* Supplied data:
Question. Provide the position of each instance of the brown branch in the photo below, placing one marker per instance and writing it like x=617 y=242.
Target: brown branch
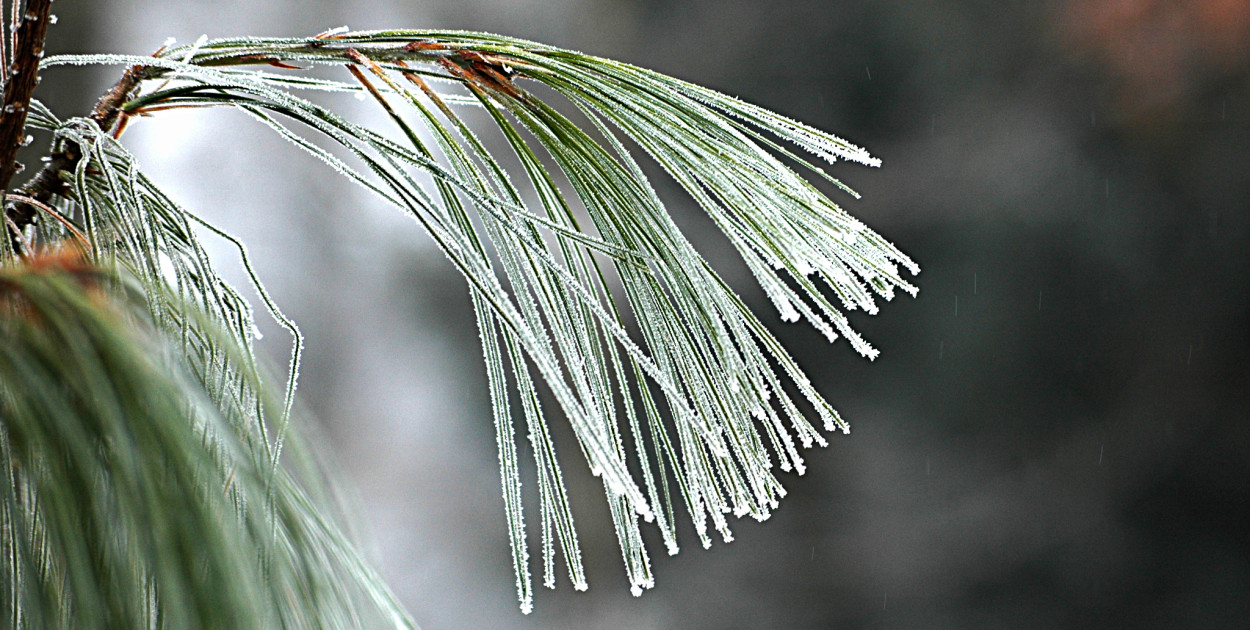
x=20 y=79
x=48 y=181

==

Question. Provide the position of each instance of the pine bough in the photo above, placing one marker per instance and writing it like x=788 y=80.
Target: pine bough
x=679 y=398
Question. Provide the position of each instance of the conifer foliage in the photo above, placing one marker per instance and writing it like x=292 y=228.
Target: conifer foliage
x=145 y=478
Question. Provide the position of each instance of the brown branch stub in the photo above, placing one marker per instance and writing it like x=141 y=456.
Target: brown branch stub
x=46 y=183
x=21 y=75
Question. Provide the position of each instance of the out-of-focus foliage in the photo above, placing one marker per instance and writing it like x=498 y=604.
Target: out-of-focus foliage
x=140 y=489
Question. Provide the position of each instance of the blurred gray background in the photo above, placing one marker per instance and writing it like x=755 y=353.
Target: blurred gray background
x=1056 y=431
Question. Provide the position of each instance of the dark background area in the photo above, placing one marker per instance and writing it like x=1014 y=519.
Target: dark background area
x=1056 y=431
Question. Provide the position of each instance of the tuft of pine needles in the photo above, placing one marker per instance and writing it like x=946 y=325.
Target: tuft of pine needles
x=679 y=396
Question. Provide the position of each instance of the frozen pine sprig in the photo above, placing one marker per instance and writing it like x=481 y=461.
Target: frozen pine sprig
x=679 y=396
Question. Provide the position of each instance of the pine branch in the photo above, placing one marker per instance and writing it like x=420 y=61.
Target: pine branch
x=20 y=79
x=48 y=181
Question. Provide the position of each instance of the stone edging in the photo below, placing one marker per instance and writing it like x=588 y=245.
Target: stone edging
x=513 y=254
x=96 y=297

---

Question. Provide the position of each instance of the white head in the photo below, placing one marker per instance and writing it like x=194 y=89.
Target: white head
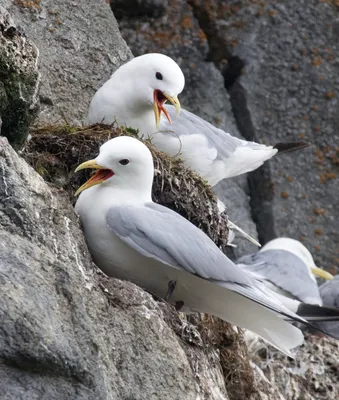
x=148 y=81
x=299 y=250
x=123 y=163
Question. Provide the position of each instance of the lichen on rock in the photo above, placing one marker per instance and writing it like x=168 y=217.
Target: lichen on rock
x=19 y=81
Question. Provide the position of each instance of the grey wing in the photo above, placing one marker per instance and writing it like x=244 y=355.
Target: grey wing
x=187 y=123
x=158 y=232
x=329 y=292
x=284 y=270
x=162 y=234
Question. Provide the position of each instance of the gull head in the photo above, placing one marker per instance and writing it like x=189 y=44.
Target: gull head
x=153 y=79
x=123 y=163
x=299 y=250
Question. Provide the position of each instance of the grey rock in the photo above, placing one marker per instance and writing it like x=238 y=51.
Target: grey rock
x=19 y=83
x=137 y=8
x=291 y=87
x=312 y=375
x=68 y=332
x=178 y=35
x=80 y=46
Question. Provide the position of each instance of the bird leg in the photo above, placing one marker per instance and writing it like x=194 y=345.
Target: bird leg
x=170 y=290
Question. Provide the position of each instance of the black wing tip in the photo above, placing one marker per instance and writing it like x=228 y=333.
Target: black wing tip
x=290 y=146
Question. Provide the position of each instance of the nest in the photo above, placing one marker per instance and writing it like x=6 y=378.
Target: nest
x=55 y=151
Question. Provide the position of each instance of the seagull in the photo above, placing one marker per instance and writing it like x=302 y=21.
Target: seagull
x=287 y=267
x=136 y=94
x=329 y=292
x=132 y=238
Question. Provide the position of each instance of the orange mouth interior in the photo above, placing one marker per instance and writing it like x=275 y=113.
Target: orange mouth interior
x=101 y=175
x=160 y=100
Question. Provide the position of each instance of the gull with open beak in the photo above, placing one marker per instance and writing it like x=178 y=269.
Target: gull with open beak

* Work instruction: Whichever lines of the material hold the word "with", find and copy them.

* Solution to the problem:
Question. Provide the position of each instance of the gull with open beak in the photo above, placing one marker per instance and writing it like x=178 y=269.
Target: gull with open beak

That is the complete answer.